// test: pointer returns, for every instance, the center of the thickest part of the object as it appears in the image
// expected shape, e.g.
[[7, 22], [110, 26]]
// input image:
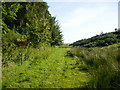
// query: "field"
[[63, 68], [50, 68]]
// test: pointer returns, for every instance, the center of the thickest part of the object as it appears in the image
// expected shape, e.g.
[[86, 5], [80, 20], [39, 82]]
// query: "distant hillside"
[[99, 40]]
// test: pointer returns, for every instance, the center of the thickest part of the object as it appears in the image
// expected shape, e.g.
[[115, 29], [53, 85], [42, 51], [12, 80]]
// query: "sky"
[[80, 19]]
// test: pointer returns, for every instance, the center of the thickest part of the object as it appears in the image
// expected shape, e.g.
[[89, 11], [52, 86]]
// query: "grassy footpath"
[[56, 70]]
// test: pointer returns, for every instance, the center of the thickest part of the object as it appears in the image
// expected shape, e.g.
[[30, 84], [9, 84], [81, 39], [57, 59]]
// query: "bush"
[[102, 63]]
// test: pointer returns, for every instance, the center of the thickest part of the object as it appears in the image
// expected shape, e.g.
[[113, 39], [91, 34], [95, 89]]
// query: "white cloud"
[[83, 15]]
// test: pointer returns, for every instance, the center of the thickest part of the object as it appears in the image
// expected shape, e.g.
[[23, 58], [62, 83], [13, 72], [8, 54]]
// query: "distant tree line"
[[99, 40], [29, 23]]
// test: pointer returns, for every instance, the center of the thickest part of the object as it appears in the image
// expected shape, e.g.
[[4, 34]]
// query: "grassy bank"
[[103, 64]]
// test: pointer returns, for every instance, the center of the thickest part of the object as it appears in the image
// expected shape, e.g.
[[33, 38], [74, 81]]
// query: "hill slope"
[[99, 40]]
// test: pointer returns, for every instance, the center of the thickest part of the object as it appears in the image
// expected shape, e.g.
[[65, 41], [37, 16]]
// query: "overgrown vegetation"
[[103, 64], [99, 40], [33, 55], [44, 68]]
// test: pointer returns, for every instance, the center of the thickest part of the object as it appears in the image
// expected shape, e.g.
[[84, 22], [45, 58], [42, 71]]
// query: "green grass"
[[103, 64], [44, 68]]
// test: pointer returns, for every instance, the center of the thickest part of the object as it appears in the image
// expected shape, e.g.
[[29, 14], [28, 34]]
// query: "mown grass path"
[[55, 71]]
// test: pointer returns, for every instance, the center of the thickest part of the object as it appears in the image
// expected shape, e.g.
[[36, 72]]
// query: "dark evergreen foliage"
[[99, 40]]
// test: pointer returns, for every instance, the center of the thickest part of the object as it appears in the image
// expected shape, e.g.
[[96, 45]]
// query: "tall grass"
[[102, 63], [44, 67]]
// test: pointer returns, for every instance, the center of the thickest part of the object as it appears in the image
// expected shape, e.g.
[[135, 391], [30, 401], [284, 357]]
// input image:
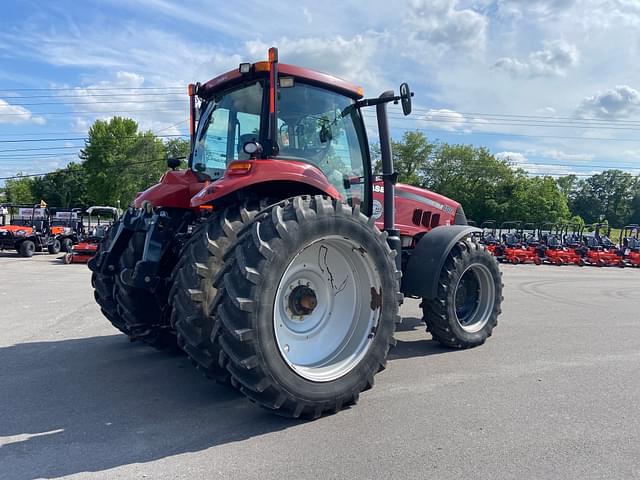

__________

Pull out every line above that contains the word "distant", and copy each of those lines in full.

* _Final result_
// query: "distant hillside"
// query: "distant tree line"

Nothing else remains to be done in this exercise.